■ **Selection**:
------------------------------------------------------------------------

Thomas Baker
| Organization | Dublin Core Metadata Initiative |
|---|---|
| Organization type | Other |
| Country | United States of America |
This member participated in the following Forums
Forum Forum: "Building the CIARD Framework for Data and Information Sharing" April, 2011
Question 4: What actions should now be facilitated by the CIARD Task Forces?
Congratulations to FAO for the exciting news about AGROVOC, VocBench, and Agrotagger!
As defined in the "five-star" approach, the fourth star is about making your resources "citable" by identifying them with URLs, and fifth star -- the summit of the Linked Data mountain -- is about "linking your data to other people's data to provide context".
As I see it, linking your data to others' data is about embedding your data into a rich web of cross-references -- pathways by which people can discover your data.
Some of those pathways may connect your resources with other resources -- "this research report is the basis for that article", or "this news item summarizes that conference paper". Other pathways connect people to resources -- "Hugo wrote this report" or "Sanjay recommends that blog". Others connect resources to "topics", as in "this research report is about maize (http://aims.fao.org/aos/agrovoc/c_12332)".
Focusing on simple connections suggests a way forward:
1) Ask: what Resources, People, and Topics are important enough to be linked to or cited? Then aim at providing guidance on how to give those things URLs.
2) Then ask: What are the most important ways to link those things? One could perhaps boil this down to a few types of statements such as those listed above. Then aim at providing guidance on publishing simple metadata to make those connections. The guidance would describe how to extract basic information from existing data.
3) Then ask: How can we pull these links together and make them searchable? Some of these goals are already implicit in the CIARD Pathways to Research Uptake (http://www.ciard.net/pathways), just with a tighter focus on harvesting and querying the linked data.
A colleague of mine experienced in "selling" linked data approaches to organizations tells me that the single most convincing demonstration of the utility of the new approach is when people see their own data linked and discoverable in a new context.
Question 2: What are the prospects for interoperability in the future?
I recognize, with Diane, that part of the problem has indeed been the use of technologies pushed by IT departments because they lie within their comfort zones, which typically means XML and SQL. (It should however be added that not all data needs to be exposed as linked data, and that managing data in XML or SQL may in many circumstances be the most practical solution.)
That being the case, the question becomes: How can this or that database or XML database be tweaked to expose linked data -- perhaps only an extract of the full data, or perhaps on-the- fly? Data can be managed in XML or SQL and exposed as RDF. If a given XML or SQL database was originally designed with linked data in mind, or if it happens to map cleanly to linked-data structures, such transformations will be that much easier to implement.
The VIVO project has alot to say about this, as much of their data is extracted and converted from the wide range of databases and formats used on their campuses. In today's world, the (growing) diversity of data formats is a given. It is precisely because the linked data approach does not require data to be managed in a particular format that it stands a chance of succeeding.
san_jay writes about the Interoperability Triangle:
> It is good to see that some of us are trying to bring the human factor in
> interoperability. ...
> But if I summarise from everything from this thread, doesn't everything
> comes to people, processes and technology?
kbheenick writes:
> I feel that the concept of 'interoperability' needs to be considered ,
> ranging all the way from people collaborating to systems collaborating,
> with concepts and information interoperability being somewhere in
> between. ...
> People successfully interoperating means that there has been...

------------------------------------------------------------------------

■ **Exercise**: Reproduce the linked data forum posts word for word from "As I see it, linking" to "those things URLs.".

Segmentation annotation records
------------------------------------------------------------------------

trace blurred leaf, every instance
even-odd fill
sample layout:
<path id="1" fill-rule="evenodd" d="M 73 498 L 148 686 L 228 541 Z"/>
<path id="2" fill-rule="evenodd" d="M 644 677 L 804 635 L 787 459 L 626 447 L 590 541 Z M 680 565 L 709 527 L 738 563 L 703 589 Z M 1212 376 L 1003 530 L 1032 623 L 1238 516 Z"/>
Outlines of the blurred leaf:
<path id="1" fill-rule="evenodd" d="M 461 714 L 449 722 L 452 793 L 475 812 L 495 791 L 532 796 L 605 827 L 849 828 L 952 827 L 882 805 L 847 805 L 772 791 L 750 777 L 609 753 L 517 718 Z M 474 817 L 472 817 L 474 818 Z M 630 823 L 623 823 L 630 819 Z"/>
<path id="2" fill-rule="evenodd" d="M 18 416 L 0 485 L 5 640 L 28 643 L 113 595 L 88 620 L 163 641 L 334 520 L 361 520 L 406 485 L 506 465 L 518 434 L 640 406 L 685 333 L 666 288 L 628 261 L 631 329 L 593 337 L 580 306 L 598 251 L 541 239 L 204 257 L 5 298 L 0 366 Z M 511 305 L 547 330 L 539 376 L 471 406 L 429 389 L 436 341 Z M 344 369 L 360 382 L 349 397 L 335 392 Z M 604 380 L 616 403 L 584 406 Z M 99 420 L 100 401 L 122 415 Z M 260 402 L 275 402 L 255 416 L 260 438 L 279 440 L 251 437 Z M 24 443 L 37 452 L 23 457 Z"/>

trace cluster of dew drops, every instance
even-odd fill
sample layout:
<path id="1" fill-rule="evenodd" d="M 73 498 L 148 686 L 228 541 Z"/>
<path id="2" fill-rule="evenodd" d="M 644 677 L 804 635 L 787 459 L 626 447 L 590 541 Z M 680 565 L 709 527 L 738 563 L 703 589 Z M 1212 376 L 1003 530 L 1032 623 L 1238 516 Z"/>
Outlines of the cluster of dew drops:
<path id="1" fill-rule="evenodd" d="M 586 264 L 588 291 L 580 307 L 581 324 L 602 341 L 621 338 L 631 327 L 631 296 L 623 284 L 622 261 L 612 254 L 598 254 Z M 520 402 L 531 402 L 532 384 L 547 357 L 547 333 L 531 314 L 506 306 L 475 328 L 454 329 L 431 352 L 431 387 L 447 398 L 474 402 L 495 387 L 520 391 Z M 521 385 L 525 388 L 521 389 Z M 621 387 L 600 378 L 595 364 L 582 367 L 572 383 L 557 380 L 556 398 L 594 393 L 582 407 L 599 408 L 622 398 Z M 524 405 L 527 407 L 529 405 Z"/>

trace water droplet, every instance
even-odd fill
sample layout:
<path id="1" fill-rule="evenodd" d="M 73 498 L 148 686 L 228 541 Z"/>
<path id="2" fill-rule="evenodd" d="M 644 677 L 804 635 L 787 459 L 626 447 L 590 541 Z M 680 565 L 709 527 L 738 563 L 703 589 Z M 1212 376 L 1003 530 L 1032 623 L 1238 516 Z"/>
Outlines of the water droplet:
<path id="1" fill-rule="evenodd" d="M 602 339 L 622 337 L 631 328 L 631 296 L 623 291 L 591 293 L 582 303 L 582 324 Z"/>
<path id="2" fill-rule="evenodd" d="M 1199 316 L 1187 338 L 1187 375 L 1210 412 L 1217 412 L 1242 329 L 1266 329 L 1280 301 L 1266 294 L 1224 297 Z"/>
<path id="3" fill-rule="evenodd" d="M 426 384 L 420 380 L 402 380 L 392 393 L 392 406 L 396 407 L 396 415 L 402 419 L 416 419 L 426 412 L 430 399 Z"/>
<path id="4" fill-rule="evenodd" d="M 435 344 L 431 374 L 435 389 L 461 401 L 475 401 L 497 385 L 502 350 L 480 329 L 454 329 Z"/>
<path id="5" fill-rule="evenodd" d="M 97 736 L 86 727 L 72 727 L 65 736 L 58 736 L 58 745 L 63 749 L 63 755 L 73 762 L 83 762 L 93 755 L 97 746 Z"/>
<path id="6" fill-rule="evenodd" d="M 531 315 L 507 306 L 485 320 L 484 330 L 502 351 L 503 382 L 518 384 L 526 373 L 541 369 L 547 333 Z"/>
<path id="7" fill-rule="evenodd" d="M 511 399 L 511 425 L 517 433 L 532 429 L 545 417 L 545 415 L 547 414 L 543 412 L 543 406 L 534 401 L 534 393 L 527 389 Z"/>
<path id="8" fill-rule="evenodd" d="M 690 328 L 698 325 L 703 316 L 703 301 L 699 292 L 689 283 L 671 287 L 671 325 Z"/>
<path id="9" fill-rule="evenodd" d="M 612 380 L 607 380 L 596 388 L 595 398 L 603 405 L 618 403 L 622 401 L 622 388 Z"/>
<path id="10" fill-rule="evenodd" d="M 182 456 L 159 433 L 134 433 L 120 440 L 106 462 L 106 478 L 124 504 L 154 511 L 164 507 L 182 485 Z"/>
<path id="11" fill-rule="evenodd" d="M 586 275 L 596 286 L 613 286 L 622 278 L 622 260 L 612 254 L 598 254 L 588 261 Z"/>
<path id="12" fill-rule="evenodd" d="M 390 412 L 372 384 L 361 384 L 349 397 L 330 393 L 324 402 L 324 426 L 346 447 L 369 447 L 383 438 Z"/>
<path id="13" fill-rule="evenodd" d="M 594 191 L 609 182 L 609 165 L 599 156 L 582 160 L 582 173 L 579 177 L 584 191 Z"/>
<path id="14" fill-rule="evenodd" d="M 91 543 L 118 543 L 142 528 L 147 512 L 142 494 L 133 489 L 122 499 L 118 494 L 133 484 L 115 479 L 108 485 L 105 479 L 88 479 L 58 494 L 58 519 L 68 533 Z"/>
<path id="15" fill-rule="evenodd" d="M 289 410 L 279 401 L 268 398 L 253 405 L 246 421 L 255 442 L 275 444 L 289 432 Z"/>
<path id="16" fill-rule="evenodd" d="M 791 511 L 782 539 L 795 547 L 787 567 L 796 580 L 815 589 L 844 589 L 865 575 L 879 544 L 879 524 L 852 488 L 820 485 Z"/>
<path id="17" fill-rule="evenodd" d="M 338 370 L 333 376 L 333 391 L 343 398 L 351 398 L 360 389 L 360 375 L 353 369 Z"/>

------------------------------------------------------------------------

■ **Written answer**:
As I see it, linking your data to others' data is about embedding your data into a rich web of cross-references -- pathways by which people can discover your data.
Some of those pathways may connect your resources with other resources -- "this research report is the basis for that article", or "this news item summarizes that conference paper". Other pathways connect people to resources -- "Hugo wrote this report" or "Sanjay recommends that blog". Others connect resources to "topics", as in "this research report is about maize (http://aims.fao.org/aos/agrovoc/c_12332)".
Focusing on simple connections suggests a way forward:
1) Ask: what Resources, People, and Topics are important enough to be linked to or cited? Then aim at providing guidance on how to give those things URLs.